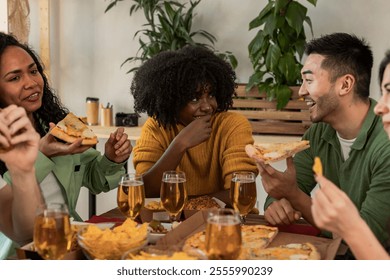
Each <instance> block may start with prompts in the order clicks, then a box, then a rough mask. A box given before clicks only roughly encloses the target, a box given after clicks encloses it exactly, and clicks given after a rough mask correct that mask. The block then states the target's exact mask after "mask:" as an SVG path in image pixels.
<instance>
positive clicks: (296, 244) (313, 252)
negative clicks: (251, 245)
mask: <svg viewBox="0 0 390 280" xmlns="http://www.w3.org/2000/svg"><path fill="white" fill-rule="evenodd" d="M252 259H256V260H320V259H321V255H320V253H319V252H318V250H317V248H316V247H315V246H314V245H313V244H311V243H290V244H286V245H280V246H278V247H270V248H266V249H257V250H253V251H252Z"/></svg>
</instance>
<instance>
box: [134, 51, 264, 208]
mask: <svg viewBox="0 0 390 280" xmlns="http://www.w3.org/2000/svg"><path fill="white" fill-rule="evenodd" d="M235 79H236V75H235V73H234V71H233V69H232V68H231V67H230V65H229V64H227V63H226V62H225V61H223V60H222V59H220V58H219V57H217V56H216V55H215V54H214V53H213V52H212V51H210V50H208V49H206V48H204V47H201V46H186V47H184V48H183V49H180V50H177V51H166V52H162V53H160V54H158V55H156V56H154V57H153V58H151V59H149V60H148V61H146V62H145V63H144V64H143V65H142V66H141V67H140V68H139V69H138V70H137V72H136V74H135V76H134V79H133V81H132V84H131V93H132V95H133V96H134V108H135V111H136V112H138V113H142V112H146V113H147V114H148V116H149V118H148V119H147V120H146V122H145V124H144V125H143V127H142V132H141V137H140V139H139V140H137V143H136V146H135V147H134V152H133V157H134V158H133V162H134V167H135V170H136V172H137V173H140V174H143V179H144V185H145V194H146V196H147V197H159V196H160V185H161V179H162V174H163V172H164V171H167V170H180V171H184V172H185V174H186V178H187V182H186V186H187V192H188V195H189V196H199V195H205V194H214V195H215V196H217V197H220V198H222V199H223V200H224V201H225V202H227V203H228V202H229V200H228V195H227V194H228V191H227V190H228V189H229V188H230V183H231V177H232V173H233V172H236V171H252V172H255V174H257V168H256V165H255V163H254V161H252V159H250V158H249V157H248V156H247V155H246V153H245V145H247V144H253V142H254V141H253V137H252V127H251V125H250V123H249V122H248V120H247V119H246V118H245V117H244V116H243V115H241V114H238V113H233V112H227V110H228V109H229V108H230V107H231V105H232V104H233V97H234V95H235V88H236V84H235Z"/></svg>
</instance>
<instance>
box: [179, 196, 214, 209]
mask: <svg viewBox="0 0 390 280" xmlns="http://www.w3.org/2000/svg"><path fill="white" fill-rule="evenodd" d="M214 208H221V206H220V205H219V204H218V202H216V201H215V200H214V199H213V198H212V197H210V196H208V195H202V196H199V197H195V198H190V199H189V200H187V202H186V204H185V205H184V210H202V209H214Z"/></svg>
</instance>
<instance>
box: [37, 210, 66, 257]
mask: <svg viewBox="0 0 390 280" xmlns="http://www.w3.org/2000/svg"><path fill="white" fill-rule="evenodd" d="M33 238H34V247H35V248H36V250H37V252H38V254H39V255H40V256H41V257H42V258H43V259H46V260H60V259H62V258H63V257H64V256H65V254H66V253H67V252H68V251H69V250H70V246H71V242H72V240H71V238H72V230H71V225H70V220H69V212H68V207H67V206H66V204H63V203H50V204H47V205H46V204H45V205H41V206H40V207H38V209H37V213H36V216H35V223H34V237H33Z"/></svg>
........
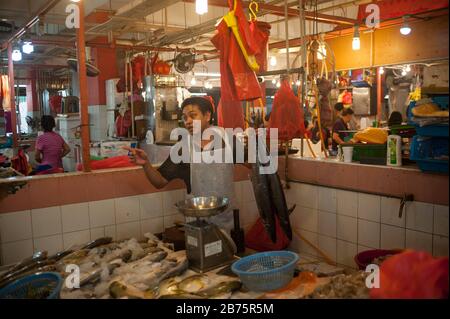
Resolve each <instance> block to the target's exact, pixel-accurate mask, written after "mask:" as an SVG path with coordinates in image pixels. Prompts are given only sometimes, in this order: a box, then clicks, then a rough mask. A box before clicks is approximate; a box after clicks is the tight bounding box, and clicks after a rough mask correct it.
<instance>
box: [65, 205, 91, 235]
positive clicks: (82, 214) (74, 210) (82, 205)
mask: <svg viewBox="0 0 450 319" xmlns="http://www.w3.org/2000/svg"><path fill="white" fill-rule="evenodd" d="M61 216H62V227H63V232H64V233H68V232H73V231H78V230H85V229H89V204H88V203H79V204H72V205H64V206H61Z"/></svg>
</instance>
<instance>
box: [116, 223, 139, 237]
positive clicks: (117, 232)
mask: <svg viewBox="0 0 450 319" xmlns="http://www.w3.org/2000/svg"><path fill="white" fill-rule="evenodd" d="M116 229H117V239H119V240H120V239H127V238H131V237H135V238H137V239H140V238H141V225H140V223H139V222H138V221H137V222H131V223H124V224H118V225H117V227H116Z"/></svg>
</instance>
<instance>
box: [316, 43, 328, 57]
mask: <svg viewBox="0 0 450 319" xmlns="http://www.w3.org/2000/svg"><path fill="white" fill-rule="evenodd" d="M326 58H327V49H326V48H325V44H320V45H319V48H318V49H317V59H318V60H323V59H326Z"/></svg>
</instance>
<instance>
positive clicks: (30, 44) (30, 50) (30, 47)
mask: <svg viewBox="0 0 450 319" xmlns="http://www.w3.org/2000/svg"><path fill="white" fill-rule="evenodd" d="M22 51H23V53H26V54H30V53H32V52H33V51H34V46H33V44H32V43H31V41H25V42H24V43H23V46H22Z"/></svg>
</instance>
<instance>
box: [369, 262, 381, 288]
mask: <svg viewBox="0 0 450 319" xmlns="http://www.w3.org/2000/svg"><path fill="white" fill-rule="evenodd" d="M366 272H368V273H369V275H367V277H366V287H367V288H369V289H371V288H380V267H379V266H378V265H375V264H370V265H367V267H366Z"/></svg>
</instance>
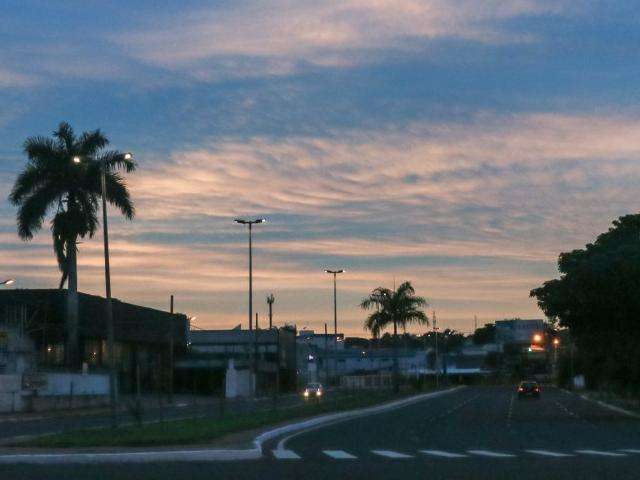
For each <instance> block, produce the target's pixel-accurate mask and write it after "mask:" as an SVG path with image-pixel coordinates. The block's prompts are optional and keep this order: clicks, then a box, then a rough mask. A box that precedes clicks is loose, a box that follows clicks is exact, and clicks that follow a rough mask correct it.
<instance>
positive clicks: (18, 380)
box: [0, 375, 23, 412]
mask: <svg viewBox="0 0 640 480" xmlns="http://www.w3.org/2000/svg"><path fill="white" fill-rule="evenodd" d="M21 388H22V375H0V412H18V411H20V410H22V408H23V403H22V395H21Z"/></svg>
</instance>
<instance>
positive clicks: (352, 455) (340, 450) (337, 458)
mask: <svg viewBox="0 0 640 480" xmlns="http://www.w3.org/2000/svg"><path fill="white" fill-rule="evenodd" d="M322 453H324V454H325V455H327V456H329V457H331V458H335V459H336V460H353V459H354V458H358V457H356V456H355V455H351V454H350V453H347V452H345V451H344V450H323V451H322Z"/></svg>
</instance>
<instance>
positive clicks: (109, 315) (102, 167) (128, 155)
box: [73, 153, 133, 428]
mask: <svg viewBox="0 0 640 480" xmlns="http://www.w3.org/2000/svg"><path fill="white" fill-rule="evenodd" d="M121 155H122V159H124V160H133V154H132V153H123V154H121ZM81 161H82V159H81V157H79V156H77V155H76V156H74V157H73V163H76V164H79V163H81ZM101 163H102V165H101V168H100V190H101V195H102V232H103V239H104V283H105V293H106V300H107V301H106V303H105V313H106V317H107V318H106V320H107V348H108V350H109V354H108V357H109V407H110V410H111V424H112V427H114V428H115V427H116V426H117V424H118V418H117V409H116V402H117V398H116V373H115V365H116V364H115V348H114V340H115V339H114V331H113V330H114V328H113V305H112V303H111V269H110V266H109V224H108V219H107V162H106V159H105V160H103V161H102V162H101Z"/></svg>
........
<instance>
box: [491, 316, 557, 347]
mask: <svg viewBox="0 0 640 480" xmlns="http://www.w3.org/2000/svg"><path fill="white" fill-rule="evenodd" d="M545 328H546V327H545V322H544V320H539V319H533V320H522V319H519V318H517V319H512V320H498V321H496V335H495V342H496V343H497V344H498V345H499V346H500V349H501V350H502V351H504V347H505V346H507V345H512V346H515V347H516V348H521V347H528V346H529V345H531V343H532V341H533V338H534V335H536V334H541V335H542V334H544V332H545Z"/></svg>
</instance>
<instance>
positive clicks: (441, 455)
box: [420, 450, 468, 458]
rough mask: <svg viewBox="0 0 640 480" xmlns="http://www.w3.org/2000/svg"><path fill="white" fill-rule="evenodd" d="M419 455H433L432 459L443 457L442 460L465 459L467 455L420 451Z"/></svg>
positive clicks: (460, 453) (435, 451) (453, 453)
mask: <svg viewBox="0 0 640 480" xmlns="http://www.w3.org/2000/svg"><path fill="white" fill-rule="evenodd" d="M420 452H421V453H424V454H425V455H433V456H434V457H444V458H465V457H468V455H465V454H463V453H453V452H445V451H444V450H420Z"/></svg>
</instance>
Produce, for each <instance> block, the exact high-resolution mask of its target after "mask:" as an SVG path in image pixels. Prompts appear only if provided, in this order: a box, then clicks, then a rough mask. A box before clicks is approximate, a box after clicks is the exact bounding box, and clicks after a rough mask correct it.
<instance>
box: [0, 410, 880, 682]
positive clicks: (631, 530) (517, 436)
........
_Task description_: The answer should be one number, namely how many lines of the entries above include the string "accurate".

_Response area_: 2